Record list -

[START]

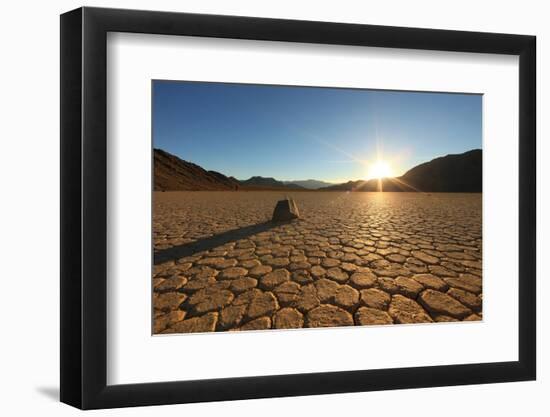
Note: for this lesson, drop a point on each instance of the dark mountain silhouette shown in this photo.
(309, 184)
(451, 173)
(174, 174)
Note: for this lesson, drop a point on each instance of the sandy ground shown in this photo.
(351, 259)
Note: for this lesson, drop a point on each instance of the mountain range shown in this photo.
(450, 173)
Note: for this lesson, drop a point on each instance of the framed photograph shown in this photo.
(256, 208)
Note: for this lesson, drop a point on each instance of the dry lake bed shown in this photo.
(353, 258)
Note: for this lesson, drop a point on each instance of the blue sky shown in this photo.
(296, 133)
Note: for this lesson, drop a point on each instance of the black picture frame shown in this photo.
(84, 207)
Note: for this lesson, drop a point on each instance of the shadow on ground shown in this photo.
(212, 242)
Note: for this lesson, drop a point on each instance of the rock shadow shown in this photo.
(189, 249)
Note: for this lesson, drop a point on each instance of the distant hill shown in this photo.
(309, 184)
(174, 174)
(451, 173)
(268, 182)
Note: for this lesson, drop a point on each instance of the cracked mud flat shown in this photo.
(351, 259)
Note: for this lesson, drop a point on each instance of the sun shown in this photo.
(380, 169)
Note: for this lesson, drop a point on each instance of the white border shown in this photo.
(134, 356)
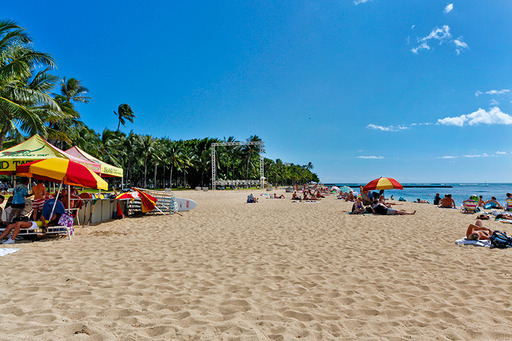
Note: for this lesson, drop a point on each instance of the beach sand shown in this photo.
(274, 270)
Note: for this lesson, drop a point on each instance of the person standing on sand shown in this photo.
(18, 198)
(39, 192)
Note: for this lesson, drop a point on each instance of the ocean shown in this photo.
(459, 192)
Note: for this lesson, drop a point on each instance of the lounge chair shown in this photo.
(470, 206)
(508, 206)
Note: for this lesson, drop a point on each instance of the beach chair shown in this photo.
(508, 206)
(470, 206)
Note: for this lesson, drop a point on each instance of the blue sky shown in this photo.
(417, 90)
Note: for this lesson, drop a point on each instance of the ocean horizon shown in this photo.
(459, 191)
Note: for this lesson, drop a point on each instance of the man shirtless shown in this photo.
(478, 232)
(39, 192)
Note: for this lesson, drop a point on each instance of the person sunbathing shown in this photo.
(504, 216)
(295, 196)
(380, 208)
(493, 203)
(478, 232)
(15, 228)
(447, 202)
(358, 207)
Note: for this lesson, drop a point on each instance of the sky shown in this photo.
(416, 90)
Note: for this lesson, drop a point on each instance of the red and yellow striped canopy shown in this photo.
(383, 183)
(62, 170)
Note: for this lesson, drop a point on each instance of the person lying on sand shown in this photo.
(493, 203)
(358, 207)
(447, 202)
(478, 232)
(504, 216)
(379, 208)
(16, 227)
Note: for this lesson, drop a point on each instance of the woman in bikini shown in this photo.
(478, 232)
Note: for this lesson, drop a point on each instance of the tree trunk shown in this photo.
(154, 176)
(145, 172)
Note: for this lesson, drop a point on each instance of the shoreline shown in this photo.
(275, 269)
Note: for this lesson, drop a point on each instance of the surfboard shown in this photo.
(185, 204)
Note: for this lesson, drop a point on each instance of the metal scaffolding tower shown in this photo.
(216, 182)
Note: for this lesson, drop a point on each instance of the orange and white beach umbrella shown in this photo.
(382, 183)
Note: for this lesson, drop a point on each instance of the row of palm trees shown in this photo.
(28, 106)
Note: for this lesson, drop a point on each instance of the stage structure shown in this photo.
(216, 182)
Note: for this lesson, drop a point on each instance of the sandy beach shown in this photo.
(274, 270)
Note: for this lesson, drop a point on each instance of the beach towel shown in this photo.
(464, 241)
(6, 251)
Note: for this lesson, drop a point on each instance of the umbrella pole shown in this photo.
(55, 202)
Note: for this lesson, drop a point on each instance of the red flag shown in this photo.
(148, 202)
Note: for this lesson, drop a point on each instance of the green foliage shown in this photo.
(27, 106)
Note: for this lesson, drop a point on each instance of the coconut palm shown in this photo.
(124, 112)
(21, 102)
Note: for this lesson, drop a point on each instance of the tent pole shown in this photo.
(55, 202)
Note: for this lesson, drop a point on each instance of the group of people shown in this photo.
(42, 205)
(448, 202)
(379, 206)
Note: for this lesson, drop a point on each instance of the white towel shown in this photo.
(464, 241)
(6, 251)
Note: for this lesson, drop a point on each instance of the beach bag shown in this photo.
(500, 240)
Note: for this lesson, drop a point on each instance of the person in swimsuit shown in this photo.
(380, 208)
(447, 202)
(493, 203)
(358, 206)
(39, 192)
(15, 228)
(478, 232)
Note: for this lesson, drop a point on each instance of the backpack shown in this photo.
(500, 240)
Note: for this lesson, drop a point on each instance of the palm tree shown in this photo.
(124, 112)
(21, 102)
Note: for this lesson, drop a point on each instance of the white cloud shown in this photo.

[END]

Reproduce each line exactly, please, except for any pictures.

Note: for this lesson, drop a point on each instance of the dark mountain silhouette shown in this photo.
(309, 184)
(451, 173)
(174, 174)
Note: for this lesson, drop a point on each instance of the sandy ground shown in this photo.
(351, 259)
Note: for this lesson, drop a point on each instance of the mountain range shown in this photo.
(450, 173)
Note: for this lesson, drop a point on each instance of the framed photograph shown in this photo.
(256, 208)
Note: for this lesson, drop a point on each instance of the dry lake bed shown in this photo.
(353, 258)
Note: for this lesson, drop a point on each instance of the blue sky shown in this photo.
(296, 133)
Note: for this lesson, drop a point on each instance of the black picture frame shown in this photo.
(84, 207)
Note: for this lesson, drop a point on each instance of the shadow on ground shown in this photo.
(212, 242)
Note: for this lesson, drop a point on each instance of the rock shadow shown in this photo.
(189, 249)
Note: for this lesson, drop a point on each instance of the distant hill shown in this photo.
(309, 184)
(174, 174)
(451, 173)
(268, 182)
Note: for this lesson, drop a point on each instance of the cracked mud flat shown in this photo.
(351, 259)
Note: for this lesson, drop a point on each instance of the sun shown in this photo.
(380, 169)
Note: for this lesson, drop a point on each instance of the white border shown in this photo.
(134, 356)
Note: for this lesson, drop a point on each instance of the beach sand shown in this photo.
(274, 270)
Note: for this lesson, drop a point on each instance of the person standing on sand shown in this photo.
(18, 198)
(39, 192)
Note: for this lesson, drop a point on each instance of the ocean shown in this photo.
(459, 192)
Note: for this lesson, drop a point on each instance of the lounge chair shown in this photo.
(470, 206)
(508, 206)
Note: for this lesson, drop a point on each instance of the beach chair shown in this photo.
(508, 206)
(470, 206)
Note: for this lesson, drop a point on each instance of the blue sky shown in this photo.
(417, 90)
Note: for this lesson, drop a point on each instance of the ocean horizon shown in this photo.
(459, 191)
Note: for this lesson, drop a point on each instance of the man shirtless shown in this photo.
(478, 232)
(39, 192)
Note: for this lesson, drop a point on each instance of the person sunbathing shown in this photo.
(504, 216)
(295, 196)
(380, 208)
(493, 203)
(478, 232)
(15, 228)
(447, 202)
(358, 207)
Note: for this lesson, drop a point on each instance of the sky shown in this photo.
(416, 90)
Note: for this lesson, drop a point on each instance of the red and yellow striped canopy shown in this photo.
(383, 183)
(62, 170)
Note: for this lesson, drop a point on each instance of the person lying on sand shown in this photo.
(493, 203)
(358, 207)
(447, 202)
(478, 232)
(504, 216)
(379, 208)
(16, 227)
Note: for this lesson, drop a point on each instance of the woman in bikini shown in this photo.
(478, 232)
Note: for this lesson, drop a point on each instance of the tree trunk shown in this photo.
(154, 176)
(145, 172)
Note: for this lesson, drop a point on each instance of the shoreline shown in this photo.
(275, 269)
Note: for this lesson, drop a point on each instance of the surfboard shown in this photo.
(185, 204)
Note: for this lesson, drop a point on each instance of the metal scaffolding tower shown in this photo.
(216, 182)
Note: for this lesson, drop a point on each instance of the orange and white beach umbrella shown in this photo.
(382, 183)
Note: for this lesson, drop a point on each instance of the row of palm trees shown in this photo.
(28, 106)
Note: for this lesson, drop a point on each instance of the stage structure shown in this photo.
(216, 182)
Note: for this lesson, drop a point on each instance of the sandy beach shown in this photo.
(274, 270)
Note: for this lesson, drop a point on each instance of the beach towel shown in this photo.
(464, 241)
(6, 251)
Note: for this lesson, drop a point on each instance of the umbrella pole shown in this photo.
(55, 202)
Note: for this lesson, drop a point on each instance of the red flag shown in this photo.
(148, 202)
Note: for this lesson, drop a point on each instance of the green foliage shown in this photo.
(27, 106)
Note: for this lesson, drop a point on each instance of the coconut palm shown in this photo.
(124, 112)
(21, 102)
Note: for this lesson, drop a point on each instance of the tent pole shown in this photo.
(55, 202)
Note: for this lesson, drop a point on each instance of the group of people shown in this photo.
(42, 205)
(448, 202)
(379, 206)
Note: for this lesson, drop a point on each instance of the white towel shown in this photo.
(464, 241)
(6, 251)
Note: for this lesson, drop a point on each instance of the beach bag shown in this photo.
(500, 240)
Note: for this lesson, drop a point on each instance of the person in swimsuit shown in this photo.
(380, 208)
(447, 202)
(493, 203)
(358, 206)
(39, 192)
(15, 228)
(478, 232)
Note: for this lesson, drop a point on each instance of the backpack shown in this photo.
(500, 240)
Note: for this lesson, drop a point on each instance of the palm tree shown in this photo.
(124, 112)
(21, 102)
Note: for this lesson, drop a point on each instance of the white cloud shown in this photo.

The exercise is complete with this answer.